> [WRITTEN EXERCISE] Pull out every line in the records below that contains the string "pupil", matching case exactly.

Data listing:
————————

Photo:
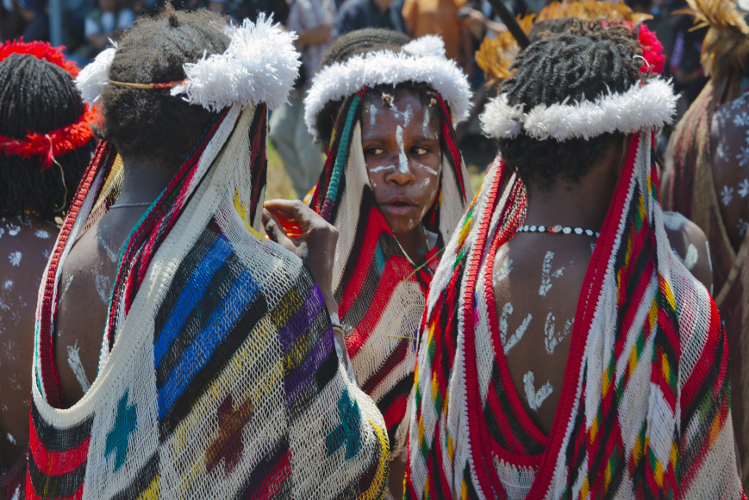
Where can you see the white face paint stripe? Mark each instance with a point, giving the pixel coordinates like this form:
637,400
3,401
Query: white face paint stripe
372,114
546,274
535,398
690,259
551,337
428,169
402,158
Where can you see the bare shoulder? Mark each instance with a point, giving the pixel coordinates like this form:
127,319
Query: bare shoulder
729,133
690,244
25,245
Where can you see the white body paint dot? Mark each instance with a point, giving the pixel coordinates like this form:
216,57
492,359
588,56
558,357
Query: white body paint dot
546,274
535,398
74,360
15,258
402,158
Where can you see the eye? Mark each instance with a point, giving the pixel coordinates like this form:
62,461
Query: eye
374,151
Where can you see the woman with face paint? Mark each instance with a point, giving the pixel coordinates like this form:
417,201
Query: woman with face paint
394,185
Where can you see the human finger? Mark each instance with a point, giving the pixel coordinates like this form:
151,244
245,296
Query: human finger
292,210
275,230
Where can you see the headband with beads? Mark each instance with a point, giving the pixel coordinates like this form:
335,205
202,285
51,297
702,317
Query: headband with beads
422,61
260,65
57,142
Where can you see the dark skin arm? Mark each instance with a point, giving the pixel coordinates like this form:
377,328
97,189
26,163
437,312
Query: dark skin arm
730,158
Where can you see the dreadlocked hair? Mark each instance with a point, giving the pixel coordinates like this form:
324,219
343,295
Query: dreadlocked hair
38,96
153,122
351,44
591,59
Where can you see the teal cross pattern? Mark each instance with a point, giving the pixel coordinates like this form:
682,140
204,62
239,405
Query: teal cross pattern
117,438
348,430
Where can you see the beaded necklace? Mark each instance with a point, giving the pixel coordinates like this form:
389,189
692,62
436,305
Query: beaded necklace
557,229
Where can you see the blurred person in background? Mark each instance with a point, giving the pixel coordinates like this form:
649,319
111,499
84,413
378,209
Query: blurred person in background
45,146
105,22
302,158
359,14
249,9
706,180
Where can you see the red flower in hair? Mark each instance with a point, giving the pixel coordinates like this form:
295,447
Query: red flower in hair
40,50
652,50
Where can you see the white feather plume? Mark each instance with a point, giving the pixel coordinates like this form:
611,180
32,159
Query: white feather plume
339,80
427,45
501,120
641,107
260,65
95,75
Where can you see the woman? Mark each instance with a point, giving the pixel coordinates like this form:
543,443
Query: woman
394,186
214,368
45,145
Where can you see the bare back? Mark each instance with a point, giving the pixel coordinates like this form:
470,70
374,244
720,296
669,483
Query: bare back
85,290
25,246
537,281
730,163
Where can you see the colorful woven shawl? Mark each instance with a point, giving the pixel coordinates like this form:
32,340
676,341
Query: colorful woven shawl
218,376
380,292
693,193
644,409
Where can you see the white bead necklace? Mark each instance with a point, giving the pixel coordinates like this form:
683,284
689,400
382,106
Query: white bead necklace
557,229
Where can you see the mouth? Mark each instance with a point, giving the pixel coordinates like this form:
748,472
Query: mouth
398,206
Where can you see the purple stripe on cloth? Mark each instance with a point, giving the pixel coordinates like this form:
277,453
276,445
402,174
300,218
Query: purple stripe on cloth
297,380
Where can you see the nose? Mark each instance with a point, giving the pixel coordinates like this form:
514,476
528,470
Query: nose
402,174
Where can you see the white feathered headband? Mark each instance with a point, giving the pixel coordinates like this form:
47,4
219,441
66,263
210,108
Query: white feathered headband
420,61
260,65
647,105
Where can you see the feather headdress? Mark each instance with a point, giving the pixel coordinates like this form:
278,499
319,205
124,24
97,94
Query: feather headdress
726,43
260,65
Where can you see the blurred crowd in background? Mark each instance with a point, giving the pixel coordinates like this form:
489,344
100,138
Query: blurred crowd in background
88,25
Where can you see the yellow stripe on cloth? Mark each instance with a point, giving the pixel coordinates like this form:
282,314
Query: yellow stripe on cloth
242,211
240,367
153,491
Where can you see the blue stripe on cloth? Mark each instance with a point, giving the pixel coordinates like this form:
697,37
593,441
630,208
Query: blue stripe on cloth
190,296
240,296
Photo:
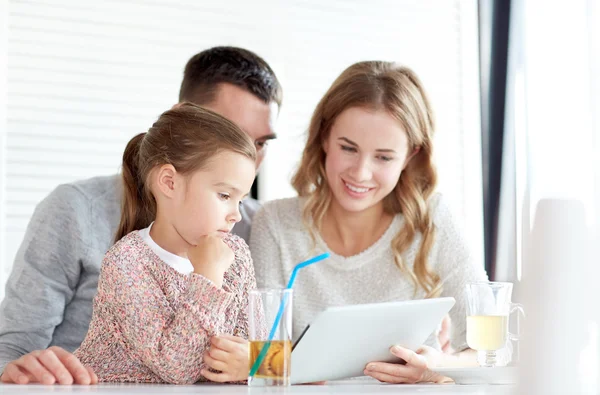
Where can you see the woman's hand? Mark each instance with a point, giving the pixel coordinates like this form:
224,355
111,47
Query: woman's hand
416,369
443,335
228,355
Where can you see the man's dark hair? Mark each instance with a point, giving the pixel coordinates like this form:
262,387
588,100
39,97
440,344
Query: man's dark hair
237,66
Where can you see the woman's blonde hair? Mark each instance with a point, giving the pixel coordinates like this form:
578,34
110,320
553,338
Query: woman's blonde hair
376,85
187,137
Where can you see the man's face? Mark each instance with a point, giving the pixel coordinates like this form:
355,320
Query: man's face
250,113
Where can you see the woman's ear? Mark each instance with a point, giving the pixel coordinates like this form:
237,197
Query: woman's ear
165,180
409,157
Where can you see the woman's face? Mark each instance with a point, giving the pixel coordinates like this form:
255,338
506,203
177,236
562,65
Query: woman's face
365,154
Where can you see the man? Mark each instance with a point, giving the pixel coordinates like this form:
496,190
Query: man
49,293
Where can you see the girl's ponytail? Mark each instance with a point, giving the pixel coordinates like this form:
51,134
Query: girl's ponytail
137,209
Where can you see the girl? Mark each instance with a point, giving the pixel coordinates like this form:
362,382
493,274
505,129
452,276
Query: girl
172,294
366,194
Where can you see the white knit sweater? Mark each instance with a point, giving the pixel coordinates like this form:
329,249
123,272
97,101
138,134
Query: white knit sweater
279,240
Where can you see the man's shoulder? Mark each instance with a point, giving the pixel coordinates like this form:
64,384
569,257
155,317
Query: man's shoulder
101,187
286,211
87,191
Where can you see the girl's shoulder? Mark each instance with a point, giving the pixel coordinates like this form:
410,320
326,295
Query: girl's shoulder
129,250
240,250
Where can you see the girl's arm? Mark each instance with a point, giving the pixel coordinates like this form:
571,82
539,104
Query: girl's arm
169,340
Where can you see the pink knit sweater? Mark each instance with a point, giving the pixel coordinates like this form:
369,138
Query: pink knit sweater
153,324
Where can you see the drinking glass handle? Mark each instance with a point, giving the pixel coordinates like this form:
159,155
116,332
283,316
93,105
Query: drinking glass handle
518,308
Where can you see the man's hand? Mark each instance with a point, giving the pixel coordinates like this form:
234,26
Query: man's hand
50,366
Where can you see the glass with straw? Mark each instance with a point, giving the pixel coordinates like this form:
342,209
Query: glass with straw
270,332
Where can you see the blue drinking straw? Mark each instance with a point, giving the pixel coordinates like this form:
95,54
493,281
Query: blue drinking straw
265,348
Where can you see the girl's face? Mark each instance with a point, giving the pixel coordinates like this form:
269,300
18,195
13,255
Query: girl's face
366,152
209,202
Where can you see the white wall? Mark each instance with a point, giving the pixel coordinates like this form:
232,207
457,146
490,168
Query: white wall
3,106
86,76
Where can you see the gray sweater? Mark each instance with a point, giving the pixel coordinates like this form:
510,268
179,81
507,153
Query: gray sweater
54,278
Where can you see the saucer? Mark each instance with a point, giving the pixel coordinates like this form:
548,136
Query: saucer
478,375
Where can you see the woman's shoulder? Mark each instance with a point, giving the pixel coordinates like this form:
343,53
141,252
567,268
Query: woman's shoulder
440,209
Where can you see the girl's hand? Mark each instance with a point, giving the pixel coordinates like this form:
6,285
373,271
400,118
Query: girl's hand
416,369
229,355
211,258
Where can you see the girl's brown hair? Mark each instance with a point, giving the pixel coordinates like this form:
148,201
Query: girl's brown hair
187,137
396,89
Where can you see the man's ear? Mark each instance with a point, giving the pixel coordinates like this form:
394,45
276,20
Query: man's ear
409,157
165,180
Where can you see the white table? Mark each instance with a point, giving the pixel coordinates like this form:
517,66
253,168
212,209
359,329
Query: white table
336,387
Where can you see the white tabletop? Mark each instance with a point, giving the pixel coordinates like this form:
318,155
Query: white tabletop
341,387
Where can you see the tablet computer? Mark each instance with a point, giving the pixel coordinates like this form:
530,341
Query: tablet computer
341,341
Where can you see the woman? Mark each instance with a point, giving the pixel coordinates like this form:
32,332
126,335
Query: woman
366,194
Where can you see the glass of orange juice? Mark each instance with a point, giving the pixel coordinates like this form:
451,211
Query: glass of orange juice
489,306
264,306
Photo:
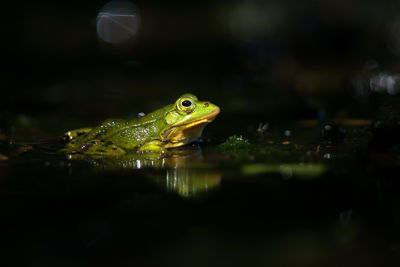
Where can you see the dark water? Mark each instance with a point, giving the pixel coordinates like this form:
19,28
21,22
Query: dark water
313,86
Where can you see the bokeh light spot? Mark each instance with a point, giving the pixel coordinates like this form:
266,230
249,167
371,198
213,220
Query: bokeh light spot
118,21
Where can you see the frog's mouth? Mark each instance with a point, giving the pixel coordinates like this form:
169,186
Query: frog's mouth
180,135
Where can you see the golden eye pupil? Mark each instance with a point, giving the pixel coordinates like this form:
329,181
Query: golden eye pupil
186,103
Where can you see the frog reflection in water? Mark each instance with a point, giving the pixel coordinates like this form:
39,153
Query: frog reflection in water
171,126
180,171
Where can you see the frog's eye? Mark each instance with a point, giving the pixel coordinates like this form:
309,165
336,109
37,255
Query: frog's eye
186,105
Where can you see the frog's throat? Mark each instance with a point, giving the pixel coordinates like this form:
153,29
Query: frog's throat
185,133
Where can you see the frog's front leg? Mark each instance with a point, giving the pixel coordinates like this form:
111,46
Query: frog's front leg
75,133
153,146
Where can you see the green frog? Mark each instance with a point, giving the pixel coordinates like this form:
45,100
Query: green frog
171,126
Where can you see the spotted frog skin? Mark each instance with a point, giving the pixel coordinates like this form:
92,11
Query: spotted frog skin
171,126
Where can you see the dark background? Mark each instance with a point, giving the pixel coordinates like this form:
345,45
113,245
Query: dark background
296,59
260,61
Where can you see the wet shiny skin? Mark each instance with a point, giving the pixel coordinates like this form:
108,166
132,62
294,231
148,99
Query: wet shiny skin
171,126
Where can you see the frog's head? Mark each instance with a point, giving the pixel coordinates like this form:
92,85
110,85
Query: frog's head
187,119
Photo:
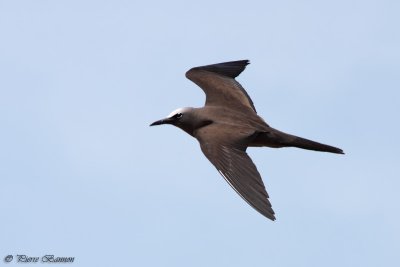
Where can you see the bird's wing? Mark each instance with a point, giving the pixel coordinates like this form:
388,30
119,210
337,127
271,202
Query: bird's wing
231,160
219,84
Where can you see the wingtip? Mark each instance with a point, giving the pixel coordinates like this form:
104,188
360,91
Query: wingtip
230,69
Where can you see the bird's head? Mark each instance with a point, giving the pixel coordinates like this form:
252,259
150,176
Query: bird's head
180,117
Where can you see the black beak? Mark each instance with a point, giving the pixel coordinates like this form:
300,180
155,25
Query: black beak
163,121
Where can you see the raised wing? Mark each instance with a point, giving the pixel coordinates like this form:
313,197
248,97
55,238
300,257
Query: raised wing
219,84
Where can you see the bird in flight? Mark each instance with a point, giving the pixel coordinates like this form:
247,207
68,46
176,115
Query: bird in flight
227,125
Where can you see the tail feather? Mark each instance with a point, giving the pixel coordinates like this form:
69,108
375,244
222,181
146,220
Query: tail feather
312,145
275,138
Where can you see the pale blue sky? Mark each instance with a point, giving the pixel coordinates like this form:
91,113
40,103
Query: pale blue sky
82,174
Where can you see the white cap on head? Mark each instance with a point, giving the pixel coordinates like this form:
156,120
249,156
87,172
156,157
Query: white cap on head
179,110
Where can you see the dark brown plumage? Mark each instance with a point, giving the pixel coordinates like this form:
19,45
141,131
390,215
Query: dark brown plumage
228,124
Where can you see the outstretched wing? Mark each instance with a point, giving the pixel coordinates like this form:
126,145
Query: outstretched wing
231,160
219,84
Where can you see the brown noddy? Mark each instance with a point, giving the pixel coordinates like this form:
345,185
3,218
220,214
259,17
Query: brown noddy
228,124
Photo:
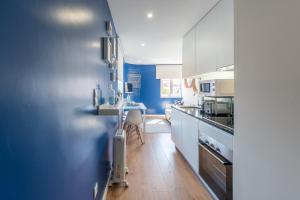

————————

> [TASK ANSWER]
Where can you see the golden eye pupil? Mark each instance with a point, giving the pixel coordinates like this form:
Query: golden eye pupil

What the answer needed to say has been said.